> _Given exercise_: Can you update all the rows below so that every "Annotation task" becomes "Labeling task" and everything else stays the same?

> _Records shown_:

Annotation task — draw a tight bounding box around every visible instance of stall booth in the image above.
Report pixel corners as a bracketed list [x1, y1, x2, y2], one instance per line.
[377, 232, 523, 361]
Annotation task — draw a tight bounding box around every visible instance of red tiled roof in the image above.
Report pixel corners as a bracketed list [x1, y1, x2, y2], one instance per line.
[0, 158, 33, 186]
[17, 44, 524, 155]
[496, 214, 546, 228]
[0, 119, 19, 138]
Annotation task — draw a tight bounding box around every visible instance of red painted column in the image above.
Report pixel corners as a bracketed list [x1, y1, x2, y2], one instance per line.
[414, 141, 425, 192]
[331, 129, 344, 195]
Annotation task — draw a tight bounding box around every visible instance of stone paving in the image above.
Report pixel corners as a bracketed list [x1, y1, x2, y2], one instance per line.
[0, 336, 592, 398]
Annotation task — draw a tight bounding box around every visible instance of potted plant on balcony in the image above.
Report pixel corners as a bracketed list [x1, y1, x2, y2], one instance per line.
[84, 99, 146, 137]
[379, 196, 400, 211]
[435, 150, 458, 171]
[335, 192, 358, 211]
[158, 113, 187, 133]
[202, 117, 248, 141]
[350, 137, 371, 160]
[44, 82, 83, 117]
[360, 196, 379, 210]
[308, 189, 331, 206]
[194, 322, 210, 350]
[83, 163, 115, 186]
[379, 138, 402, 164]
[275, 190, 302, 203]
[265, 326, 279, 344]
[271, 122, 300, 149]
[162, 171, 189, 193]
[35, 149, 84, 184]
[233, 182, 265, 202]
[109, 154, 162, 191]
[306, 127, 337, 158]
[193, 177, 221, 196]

> _Exercise solution_:
Labeling task — draw a tight bounding box around every visible instance of stall booth in the image above.
Report pixel corners as a bracketed list [x1, y1, x2, y2], one instance per line.
[377, 232, 523, 361]
Labeling task — draw a tight bounding box around every visible instance of red tiled roof in the image above.
Report pixel corners as a bracketed list [x1, y1, x2, y2], one instance per line.
[0, 158, 33, 186]
[17, 44, 524, 155]
[496, 214, 546, 228]
[0, 119, 19, 138]
Labeling task — draw a tight bounding box around every visible instance of red painted column in the image above.
Report pixel corners as a bracketed list [x1, y1, x2, y2], one instance per line.
[414, 141, 425, 192]
[331, 129, 344, 195]
Labeling task — draw a tight bounding box around every visible instance of stone paving in the image above.
Report pixel corners as a bracketed list [x1, y1, x2, y2], one instance per line.
[0, 336, 592, 398]
Labeling task — draw a tight bounding box around every visible instance of potted plant on balcony in the image above.
Report pixel corners as a bracketed list [x1, y1, x2, y2], one instance per line.
[84, 99, 146, 137]
[379, 196, 400, 211]
[435, 150, 458, 171]
[335, 192, 358, 211]
[158, 113, 187, 133]
[202, 117, 248, 141]
[350, 137, 371, 160]
[44, 82, 83, 117]
[360, 196, 379, 210]
[308, 189, 331, 206]
[194, 322, 210, 350]
[83, 163, 115, 186]
[379, 138, 402, 164]
[275, 190, 302, 203]
[265, 326, 279, 344]
[271, 122, 300, 149]
[162, 171, 189, 193]
[35, 149, 84, 184]
[233, 182, 265, 202]
[109, 154, 162, 191]
[306, 127, 337, 158]
[193, 177, 221, 196]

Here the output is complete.